§ **TO DO**: Return every entry exactly, except for any pictures.

§ **Spatial localization data**:
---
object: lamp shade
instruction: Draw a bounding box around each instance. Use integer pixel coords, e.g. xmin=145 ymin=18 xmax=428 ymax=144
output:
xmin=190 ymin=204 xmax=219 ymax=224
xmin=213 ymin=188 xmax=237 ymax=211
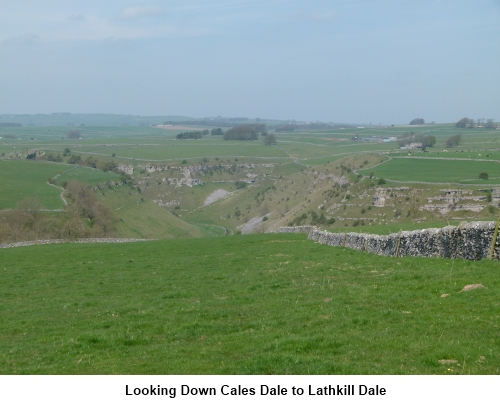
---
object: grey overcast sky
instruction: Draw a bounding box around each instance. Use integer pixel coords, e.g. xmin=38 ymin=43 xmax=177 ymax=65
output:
xmin=1 ymin=0 xmax=499 ymax=124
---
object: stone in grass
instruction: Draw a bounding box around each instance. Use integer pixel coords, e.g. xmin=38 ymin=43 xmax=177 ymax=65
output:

§ **YOUR SOLUTION**:
---
object: lamp shade
instruction: Draw a bounding box around each instance. Use integer pixel coords, e.g. xmin=145 ymin=18 xmax=428 ymax=144
output:
xmin=190 ymin=204 xmax=219 ymax=224
xmin=213 ymin=188 xmax=237 ymax=211
---
object: grey overcast sky
instruction: Draw a bounding box around each instance. Use integer pixel coords, e.g. xmin=38 ymin=43 xmax=177 ymax=65
output:
xmin=1 ymin=0 xmax=499 ymax=124
---
object: stone in grass
instruction: Draw a bounding box around each instance. Use integer pixel coords, e.g. xmin=38 ymin=43 xmax=177 ymax=65
output:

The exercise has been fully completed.